WHAT TO WORK ON: Exactly repeat the line that contains "Please spot the white knit", then every line after it up to and including the final line.

Records from a data source:
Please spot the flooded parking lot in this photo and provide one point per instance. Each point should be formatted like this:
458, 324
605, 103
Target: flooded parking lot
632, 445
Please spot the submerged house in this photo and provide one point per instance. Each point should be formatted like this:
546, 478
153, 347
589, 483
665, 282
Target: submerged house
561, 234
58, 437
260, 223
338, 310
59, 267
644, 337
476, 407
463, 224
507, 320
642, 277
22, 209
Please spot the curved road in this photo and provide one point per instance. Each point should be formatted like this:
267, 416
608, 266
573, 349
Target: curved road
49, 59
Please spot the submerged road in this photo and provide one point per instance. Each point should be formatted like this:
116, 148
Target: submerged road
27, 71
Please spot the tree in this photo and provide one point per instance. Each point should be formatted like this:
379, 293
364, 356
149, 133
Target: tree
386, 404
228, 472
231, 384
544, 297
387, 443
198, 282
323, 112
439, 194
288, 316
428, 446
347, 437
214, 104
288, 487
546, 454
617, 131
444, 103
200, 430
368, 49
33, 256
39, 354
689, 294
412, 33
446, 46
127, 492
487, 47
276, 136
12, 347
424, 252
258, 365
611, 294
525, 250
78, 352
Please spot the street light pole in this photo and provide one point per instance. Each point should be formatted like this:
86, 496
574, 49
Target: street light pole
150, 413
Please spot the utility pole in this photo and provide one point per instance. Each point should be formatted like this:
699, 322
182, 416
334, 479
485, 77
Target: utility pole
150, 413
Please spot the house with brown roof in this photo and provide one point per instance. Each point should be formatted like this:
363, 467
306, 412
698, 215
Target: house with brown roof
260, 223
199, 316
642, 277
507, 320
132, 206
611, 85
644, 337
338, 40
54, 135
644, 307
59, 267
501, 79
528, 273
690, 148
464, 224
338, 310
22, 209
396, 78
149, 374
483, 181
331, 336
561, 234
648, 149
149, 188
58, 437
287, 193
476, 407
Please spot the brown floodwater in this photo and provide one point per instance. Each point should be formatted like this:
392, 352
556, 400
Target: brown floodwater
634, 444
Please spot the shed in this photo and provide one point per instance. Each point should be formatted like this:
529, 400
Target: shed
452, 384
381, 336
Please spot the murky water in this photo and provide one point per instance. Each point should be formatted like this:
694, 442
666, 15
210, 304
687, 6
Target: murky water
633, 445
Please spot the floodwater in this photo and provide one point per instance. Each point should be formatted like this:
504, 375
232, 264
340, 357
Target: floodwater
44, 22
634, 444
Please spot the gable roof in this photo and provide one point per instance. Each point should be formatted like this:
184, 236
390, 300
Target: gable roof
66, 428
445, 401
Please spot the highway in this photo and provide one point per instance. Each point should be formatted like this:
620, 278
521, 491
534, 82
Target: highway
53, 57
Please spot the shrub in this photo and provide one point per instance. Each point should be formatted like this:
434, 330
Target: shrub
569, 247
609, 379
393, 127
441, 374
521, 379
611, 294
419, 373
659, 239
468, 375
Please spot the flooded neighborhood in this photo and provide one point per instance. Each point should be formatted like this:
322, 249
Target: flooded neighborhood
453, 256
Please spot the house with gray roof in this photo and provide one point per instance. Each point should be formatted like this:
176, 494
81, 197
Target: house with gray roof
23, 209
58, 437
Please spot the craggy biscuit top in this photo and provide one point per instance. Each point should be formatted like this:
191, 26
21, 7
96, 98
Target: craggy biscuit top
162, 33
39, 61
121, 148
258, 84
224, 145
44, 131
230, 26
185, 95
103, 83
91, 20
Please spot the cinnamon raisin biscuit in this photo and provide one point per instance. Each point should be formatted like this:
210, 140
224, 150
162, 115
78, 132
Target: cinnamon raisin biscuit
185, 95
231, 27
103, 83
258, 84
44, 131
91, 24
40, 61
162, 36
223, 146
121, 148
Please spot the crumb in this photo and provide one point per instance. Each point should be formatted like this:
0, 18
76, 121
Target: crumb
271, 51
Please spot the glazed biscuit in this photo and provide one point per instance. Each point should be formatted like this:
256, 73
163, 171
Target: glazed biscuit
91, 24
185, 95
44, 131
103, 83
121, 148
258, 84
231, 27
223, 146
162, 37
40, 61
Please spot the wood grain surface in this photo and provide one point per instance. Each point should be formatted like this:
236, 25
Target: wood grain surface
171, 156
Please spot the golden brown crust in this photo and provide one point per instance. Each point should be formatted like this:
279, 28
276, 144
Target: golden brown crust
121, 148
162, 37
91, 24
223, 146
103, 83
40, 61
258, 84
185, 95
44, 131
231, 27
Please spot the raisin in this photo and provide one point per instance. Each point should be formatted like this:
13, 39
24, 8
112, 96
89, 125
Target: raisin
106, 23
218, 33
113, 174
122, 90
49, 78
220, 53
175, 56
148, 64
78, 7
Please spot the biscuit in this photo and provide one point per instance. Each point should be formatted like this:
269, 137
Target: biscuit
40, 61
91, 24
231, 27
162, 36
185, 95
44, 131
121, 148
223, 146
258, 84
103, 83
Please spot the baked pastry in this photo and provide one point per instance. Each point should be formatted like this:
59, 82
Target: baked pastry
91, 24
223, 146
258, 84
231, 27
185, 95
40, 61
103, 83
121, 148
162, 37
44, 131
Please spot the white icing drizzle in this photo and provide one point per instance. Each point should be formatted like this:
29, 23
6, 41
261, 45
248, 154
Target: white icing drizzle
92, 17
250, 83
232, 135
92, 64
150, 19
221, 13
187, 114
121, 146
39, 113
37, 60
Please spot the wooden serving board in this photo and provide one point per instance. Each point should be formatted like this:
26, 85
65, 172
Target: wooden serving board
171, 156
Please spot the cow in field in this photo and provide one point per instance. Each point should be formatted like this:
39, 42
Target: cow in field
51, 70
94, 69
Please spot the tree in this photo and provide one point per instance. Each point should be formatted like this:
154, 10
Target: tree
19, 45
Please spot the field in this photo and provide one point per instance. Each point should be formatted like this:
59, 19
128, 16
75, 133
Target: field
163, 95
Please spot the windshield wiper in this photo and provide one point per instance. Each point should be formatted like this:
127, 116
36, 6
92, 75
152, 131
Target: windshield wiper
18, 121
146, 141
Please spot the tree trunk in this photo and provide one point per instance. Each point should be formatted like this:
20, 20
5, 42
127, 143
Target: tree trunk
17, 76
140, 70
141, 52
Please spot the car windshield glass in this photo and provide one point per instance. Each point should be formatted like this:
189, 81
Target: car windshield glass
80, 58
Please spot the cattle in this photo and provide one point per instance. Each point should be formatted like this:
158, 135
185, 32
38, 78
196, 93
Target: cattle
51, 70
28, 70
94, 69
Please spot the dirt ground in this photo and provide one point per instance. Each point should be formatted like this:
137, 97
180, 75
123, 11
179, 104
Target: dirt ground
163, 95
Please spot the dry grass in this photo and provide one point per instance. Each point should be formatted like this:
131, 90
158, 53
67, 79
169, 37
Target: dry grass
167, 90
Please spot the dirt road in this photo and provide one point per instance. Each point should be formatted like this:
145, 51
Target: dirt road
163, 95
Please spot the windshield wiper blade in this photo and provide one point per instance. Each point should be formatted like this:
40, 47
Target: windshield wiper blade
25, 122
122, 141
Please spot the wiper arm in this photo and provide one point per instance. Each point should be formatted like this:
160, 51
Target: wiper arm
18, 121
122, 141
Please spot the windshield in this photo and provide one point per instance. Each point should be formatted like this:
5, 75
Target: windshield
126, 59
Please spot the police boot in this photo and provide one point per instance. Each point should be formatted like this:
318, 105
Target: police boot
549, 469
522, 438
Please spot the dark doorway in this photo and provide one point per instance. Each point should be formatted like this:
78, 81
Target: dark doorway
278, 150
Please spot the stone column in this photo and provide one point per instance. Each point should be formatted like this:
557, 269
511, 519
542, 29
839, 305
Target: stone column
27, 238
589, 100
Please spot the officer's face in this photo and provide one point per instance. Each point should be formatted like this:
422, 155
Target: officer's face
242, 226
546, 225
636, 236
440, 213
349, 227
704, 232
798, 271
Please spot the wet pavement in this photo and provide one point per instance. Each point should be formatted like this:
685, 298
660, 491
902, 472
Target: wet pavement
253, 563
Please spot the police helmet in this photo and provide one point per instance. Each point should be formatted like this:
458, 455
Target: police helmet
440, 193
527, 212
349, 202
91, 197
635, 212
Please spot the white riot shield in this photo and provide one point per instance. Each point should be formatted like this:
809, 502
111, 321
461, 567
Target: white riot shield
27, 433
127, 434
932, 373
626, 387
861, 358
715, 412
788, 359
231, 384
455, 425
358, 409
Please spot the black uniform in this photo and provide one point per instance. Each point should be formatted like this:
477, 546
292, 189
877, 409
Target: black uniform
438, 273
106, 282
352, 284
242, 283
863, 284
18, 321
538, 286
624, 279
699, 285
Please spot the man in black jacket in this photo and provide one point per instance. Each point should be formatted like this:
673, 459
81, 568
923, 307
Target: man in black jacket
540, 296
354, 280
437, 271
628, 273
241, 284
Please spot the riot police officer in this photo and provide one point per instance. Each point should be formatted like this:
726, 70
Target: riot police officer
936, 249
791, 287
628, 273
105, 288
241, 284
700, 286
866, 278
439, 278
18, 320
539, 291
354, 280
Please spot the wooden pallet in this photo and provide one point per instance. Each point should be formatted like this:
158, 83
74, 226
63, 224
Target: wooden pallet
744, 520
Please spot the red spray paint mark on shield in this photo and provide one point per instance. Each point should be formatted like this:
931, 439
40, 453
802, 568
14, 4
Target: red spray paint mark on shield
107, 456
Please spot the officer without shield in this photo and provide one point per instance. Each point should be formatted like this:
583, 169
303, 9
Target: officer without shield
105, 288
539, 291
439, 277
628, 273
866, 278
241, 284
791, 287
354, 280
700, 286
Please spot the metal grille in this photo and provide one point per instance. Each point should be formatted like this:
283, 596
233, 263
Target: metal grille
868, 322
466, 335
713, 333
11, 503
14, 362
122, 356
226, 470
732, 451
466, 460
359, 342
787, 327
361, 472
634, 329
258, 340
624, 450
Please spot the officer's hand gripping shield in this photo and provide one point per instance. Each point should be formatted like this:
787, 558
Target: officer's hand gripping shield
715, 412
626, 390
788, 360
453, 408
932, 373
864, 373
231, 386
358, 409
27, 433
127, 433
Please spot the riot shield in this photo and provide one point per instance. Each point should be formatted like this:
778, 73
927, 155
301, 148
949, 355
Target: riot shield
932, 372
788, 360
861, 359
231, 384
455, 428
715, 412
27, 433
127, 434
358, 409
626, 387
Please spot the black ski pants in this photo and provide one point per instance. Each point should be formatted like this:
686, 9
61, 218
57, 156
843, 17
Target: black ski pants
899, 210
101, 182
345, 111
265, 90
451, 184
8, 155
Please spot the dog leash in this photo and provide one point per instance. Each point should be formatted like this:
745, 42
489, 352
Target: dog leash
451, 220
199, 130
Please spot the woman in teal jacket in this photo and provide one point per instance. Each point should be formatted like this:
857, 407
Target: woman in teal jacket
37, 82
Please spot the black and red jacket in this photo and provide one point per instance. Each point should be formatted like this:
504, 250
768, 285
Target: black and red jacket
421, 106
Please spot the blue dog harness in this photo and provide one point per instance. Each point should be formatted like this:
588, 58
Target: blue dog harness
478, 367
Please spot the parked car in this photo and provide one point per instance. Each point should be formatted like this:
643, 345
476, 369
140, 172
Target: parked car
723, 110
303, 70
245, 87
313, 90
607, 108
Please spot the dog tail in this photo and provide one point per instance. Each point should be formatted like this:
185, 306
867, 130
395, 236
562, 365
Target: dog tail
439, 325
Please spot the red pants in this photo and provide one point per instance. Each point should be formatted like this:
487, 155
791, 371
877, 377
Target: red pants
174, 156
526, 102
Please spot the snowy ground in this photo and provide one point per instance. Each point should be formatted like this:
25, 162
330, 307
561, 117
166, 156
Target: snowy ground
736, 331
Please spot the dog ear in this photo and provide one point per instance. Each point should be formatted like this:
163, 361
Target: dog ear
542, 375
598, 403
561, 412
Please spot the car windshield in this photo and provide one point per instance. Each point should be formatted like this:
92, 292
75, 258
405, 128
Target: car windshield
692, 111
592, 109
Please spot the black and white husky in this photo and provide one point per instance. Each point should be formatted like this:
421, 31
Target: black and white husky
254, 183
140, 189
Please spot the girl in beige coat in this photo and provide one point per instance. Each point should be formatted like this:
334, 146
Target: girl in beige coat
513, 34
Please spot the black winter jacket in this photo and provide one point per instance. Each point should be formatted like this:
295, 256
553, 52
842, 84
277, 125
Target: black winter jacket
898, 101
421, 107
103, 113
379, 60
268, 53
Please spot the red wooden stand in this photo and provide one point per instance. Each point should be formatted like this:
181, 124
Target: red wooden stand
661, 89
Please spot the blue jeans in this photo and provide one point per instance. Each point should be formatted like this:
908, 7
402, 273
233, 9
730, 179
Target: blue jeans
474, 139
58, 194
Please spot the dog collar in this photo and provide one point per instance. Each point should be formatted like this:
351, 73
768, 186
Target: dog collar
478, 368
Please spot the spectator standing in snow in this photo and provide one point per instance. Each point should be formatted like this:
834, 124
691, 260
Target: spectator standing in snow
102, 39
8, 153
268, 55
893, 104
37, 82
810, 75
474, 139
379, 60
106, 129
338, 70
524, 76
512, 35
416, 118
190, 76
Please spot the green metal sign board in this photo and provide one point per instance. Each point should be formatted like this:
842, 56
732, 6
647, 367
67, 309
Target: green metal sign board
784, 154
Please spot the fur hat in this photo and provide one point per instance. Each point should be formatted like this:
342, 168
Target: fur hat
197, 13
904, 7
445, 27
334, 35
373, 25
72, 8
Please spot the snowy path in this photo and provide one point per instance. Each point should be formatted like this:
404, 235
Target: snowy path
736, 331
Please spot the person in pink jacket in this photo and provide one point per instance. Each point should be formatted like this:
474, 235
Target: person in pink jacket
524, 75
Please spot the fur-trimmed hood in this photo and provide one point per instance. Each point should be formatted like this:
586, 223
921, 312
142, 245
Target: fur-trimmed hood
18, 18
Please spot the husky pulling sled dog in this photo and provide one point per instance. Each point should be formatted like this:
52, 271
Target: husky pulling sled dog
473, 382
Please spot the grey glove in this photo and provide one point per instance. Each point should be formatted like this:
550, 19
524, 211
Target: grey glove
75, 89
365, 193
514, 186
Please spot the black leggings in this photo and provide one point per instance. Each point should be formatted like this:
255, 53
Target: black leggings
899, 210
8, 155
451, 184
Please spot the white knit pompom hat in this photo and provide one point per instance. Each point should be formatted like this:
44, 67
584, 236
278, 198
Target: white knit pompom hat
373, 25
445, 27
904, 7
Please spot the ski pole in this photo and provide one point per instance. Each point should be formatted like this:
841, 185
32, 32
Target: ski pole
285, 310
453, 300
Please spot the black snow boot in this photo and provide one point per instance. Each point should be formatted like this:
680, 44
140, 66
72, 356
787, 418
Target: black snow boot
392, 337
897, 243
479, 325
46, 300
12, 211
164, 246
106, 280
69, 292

FULL OUTPUT:
Please spot the white knit pompom hat in this photo and provide one point per instance. Each point should be formatted like this:
44, 67
584, 236
278, 198
Target: white knit pompom hat
373, 25
445, 27
904, 7
Please spot the ski pole in this photo and provide one point per instance. Each point should be formatted like this:
841, 185
32, 32
Target: ski pole
285, 310
453, 300
Please spot the black snow boot in this photo and provide one point per instance. Each point should be formatted like this:
680, 44
140, 66
72, 356
787, 418
Target: black snow boot
392, 337
897, 243
479, 325
46, 300
12, 211
164, 246
106, 280
69, 292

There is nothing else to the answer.